Reference: AES 5085/42

Location and date: Vatican 13.07.1942

Summary statement: Steps taken by the Holy See for the Jews of Slovakia.

Language: Italian

Text:

I can send the memo to the English Minister [D’Arcy Osborne] to you. (1) It would be good to also recognise the action of the Slovak bishops who protested [against the deportations].

NB: The trouble is that the President of Slovakia is a priest. Everyone understands that the Holy See can not put Hitler in his place. But who can understand that it can’t restrain a priest?

Attachment: From the Secretariat of State to the British Legation.

With reference to the notes 39/2/42 (2) and 39/6/42 (3), respectively on 25 March and 6 July [1942] the Secretary of State of His Holiness is pleased to inform His Britannic Majesty’s Legation that it did not fail to make repeated representations to the Slovak government in favour of non-Aryans who lived there, seeking to support the action taken in this direction by the bishops of Slovakia.

The Secretary of State had the honour of giving verbal notice to the Legation of these steps and has also reported them to the Apostolic Delegate in London.(4)

References:
(1) Follows.
(2) ADSS 8.328
(3) Not published. 06.07.1942 Osborne asked for information on the activities of the Holy See reported in an article in the Basler Nachrichten (Basel News) on Alexander Mach.
Cf ADSS 8.334.
(4) ADSS 8.345, note 1.


ADSS 8.382 Burzio to Maglione: Slovakian race laws


This and the next document continue the Vatican's growing alarm at the progress of the deportation of the Slovakian Jews despite the escalation of protest and appeals for the trains to halt.  Added to this is the carefully worded outrage that some priests who were members of parliament voted in favour of the legislation to deport the Jews.  Other priest members abstained, but none voted against the legislation.  It would appear that the bishops' cautious statement had no impact on the political solution being found for a "final solution" of the "Jewish Question" in Slovakia.

ADSS 8.382

Reference: Report nr. 940 (AES 4374/42 original)
Location and date: Pressburg (Bratislava), 23.05.1942

Summary statement: A special law passed to deport Slovak Jews.

Language: Italian

Text:

In order to legalise, in some way, the severe measures taken against the Jews, the Slovak government induced the Parliament to vote a constitutional law, authorising the deportation of Jews (1) from the territory of the Republic, and deprive them of Slovakian citizenship and decree the confiscation of their property.

In the attached document (2), which I hasten to send to your Eminence, is the translation of the law, which was promulgated on the 15th of this month (May 1942).

There are only two categories of persons exempt from deportation: those who have become members of a Christian confession before 14 March 1939, and those who have contracted a valid marriage with a non-Jewish spouse before 10 September 1941 (the date the “Jewish Code” was published forbidding such marriages. Naturally, there are Jews who have obtained the “discrimination” from the President and are not subject to deportation.

Unfortunately, and I have been assured of this, some priests who are members of Parliament, voted in favour of the law, others abstained, but none voted against. (3)
= = = =
WRITTEN EXERCISE A.
Please write out the part of the listing that opens with the line containing "task | place a point on the white fur, one" and closes with the line containing "x=85, y=576", both lines included.
The Vatican documents on the Slovak Jews have nothing to do with the listing.
= = = =
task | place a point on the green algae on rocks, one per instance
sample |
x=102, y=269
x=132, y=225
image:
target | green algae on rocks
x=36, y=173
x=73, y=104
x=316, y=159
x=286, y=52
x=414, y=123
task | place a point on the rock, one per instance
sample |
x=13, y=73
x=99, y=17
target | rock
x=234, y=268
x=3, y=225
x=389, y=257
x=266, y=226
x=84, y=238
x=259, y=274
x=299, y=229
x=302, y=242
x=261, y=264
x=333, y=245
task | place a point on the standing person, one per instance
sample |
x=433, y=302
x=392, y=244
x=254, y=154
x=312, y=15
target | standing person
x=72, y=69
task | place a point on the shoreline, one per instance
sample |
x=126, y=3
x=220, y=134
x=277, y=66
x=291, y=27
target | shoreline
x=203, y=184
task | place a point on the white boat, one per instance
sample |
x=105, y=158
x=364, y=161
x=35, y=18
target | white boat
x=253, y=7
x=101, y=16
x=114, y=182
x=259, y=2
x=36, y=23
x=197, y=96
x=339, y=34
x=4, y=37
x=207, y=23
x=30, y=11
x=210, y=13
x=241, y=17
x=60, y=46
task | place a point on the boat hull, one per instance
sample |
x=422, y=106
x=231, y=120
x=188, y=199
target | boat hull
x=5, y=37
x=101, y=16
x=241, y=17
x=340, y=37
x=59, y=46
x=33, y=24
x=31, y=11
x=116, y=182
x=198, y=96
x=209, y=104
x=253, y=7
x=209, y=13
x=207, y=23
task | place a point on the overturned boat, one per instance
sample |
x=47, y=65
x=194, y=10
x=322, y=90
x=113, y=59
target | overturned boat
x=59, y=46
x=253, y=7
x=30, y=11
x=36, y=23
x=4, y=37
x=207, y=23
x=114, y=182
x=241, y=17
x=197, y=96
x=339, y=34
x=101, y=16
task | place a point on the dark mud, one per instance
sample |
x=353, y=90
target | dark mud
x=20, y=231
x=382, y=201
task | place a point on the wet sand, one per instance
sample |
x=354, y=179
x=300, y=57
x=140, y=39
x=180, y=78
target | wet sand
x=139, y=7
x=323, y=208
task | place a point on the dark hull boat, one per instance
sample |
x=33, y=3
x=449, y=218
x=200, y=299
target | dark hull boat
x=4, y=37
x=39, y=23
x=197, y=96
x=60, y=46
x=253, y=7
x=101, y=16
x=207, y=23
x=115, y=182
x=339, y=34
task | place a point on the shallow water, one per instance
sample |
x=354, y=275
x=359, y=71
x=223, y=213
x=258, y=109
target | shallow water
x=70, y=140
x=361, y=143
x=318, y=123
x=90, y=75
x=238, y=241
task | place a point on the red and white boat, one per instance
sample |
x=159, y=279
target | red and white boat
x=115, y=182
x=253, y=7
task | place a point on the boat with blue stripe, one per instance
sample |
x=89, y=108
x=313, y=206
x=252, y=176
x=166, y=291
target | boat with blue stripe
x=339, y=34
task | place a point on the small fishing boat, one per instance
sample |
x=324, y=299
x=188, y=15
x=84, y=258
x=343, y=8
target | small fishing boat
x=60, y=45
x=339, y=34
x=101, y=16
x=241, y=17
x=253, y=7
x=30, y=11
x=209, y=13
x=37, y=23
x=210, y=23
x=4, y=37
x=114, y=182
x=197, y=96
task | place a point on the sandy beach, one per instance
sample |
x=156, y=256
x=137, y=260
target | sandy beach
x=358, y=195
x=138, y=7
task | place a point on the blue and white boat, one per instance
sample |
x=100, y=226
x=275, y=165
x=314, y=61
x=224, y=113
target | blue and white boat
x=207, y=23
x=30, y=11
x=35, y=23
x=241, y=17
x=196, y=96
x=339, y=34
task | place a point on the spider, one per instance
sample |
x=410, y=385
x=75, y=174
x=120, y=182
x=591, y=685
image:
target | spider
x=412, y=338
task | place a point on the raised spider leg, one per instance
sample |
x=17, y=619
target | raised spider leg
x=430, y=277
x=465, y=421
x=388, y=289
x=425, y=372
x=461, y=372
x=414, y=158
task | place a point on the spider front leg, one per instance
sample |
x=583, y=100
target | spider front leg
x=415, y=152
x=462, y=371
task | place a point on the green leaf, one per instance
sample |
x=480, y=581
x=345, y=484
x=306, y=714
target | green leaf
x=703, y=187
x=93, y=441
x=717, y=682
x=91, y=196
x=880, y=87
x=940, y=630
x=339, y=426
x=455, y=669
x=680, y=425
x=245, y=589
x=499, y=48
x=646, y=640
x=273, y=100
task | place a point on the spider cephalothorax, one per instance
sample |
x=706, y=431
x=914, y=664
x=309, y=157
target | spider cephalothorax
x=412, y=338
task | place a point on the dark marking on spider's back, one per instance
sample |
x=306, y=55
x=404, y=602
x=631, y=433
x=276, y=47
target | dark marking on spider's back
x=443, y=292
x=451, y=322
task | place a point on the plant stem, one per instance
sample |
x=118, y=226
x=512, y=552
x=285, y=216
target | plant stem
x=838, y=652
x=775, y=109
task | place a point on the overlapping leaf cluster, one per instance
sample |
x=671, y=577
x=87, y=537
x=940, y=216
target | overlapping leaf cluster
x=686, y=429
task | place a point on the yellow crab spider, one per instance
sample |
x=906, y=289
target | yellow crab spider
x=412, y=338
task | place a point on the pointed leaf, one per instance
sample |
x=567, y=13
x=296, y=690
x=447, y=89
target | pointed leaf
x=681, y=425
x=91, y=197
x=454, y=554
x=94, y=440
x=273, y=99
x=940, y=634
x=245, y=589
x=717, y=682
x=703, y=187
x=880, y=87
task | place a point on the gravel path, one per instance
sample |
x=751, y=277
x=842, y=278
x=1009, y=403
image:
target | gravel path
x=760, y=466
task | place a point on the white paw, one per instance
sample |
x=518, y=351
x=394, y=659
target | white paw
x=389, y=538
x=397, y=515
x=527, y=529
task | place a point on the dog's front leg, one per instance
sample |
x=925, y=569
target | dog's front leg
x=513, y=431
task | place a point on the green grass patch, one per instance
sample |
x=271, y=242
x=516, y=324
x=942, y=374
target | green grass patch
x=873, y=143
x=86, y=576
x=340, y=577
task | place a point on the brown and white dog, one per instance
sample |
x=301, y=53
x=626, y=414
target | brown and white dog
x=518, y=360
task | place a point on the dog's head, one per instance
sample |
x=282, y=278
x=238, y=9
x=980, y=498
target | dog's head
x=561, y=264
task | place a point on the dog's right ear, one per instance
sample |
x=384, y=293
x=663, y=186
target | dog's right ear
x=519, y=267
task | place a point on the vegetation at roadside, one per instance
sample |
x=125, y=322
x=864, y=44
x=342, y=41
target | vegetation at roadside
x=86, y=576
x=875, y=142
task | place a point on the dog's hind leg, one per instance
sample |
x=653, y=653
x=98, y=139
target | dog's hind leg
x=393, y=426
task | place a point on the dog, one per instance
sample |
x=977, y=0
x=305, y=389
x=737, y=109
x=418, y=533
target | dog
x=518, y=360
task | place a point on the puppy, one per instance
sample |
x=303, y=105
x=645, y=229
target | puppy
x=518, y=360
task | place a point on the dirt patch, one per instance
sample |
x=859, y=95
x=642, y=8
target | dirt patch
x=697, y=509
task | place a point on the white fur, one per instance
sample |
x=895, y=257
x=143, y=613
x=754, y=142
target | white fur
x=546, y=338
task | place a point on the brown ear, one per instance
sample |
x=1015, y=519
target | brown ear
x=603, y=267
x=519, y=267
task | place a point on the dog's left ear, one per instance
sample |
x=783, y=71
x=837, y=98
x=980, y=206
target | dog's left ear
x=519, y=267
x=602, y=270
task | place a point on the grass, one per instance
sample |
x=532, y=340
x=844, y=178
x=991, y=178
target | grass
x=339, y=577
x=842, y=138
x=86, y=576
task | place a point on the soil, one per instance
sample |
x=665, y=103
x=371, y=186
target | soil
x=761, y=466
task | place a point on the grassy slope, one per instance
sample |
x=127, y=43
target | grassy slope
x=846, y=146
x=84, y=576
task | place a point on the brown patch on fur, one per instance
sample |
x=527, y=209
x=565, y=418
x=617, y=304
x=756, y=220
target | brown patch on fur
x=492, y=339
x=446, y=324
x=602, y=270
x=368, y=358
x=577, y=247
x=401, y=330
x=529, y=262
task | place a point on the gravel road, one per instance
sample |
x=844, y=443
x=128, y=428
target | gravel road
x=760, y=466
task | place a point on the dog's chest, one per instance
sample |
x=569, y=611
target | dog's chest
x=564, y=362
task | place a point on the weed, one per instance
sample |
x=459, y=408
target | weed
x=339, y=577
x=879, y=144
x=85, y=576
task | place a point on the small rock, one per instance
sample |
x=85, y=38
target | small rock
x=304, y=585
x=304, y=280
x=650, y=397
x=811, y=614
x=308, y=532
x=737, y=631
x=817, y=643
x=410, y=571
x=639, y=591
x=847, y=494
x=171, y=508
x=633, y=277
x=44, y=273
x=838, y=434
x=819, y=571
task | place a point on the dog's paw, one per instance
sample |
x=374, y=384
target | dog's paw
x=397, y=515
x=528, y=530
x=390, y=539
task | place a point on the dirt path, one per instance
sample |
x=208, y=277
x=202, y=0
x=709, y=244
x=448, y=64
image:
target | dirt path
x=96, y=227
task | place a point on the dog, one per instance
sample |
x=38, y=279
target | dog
= = = =
WRITTEN EXERCISE B.
Carry the Vatican documents on the Slovak Jews forward from their last sentence.

WRITTEN REPLY A.
task | place a point on the white fur, one per instance
sample |
x=895, y=257
x=143, y=613
x=754, y=142
target | white fur
x=546, y=338
task | place a point on the brown ear, one per instance
sample |
x=1015, y=519
target | brown ear
x=603, y=267
x=519, y=267
task | place a point on the dog's left ear, one per instance
sample |
x=783, y=71
x=837, y=98
x=980, y=206
target | dog's left ear
x=519, y=267
x=602, y=270
task | place a point on the grass, one per instance
sample |
x=532, y=340
x=844, y=178
x=991, y=178
target | grass
x=339, y=577
x=842, y=138
x=86, y=576
task | place a point on the soil, one per instance
sample |
x=665, y=103
x=371, y=186
target | soil
x=761, y=466
task | place a point on the grassy slope, one per instance
sample |
x=127, y=43
target | grassy slope
x=846, y=146
x=84, y=576
task | place a point on the brown patch on fur, one per instance
sample |
x=527, y=209
x=565, y=418
x=617, y=304
x=756, y=220
target | brown patch on fur
x=492, y=339
x=446, y=324
x=602, y=270
x=368, y=358
x=577, y=247
x=401, y=330
x=529, y=262
task | place a point on the gravel road, one per instance
sample |
x=844, y=443
x=128, y=428
target | gravel road
x=760, y=466
task | place a point on the dog's chest, one per instance
sample |
x=569, y=611
target | dog's chest
x=564, y=362
task | place a point on the weed, one per instance
sample |
x=459, y=408
target | weed
x=339, y=577
x=879, y=144
x=85, y=576

WRITTEN REPLY B.
References:
(1) ADSS 8.343
(2) Not published
(3) Cf ADSS 8.400








ADSS 8.400 Maglione to Burzio: Slovakian race laws

As the diplomatic correspondence flowed to and fro from the Vatican and other European cities about the deportation of the Jews of Slovakia, Cardinal Maglione wrote a simple summary note to Giuseppe Burzio in Bratislava in response to Burzio's earlier note on 23.05.1942.  For the first time there is open mention of the Vatican's annoyance at the behaviour of some Slovakian parliamentarians who were also priests, as well as the frustration with Fr Tiso, the president.  This frustration will be found soon after in a significant document where a sense of impotence emerges very clearly in the Secretariat of State. And since we know that the Pope was kept informed of the situation in Slovakia, as well as the rest of Europe, it is safe to assume he felt the same impotence that men such as Maglione and Burzio felt.

ADSS 8.400


Reference: AES 4374/32, minute
Location and date: Vatican, 19.06.1942

Summary statement: Holy See deplores the Slovakian race laws.

Language: Italian

Text:

I have received your Excellency’s regular report with the attachment, number 940, on 23 May 1942 (1), on the matter of “Law on the deportation of Jews”.

The Holy See has learned. With deep regret, of the serious measures taken by the Slovakian government against non-Aryans, and this is all the more serious because, it would seem, as has been related, that the aforementioned law was enacted with the participation of some priests who are members of Parliament. (2)

Cross references:


(1) ADSS 8.382
(2) A few days later, the Secretary of State received this information from the Italian Embassy/ (AES 4642/42, 21.06.1942)
“The vote on the constitutional law for the expulsion of the Jews from Slovakia had no adverse effects on the majority of public opinion. It basically did nothing but legalise a procedure that has been in place for some time now … ecclesiastical circles still remain largely hostile to the anti-Jewish measures and the law itself, not only for moral reasons but also because they find it absurd that such measures have been taken in a country whose head of state is a priest …”


Sunday, December 4, 2011

ADSS 8.383 Karel Sidor to Maglione - Slovakian spin

On 23 May 1942 the Slovakian government made its formal response to the Vatican's protest against the anti-Jewish laws passed in 1941 and the deportations that commenced in March 1942.

In a piece of hyperbole that is breath-taking for its "spin" on the anti-Jewish laws, Slovakian minister Karel Sidor, communicated the formal response of the Slovak government's attempt to justify the anti-Jewish laws that the Vatican had objected to.  Sidor expressed the Slovakian government's "belief" that there was a "Jewish Question" that needed a "solution".  In language that echoed German euphemisms for deportation and worse, Sidor parroted the line that Germany would honour all its agreements to treat the deported Slovak Jews "humanely".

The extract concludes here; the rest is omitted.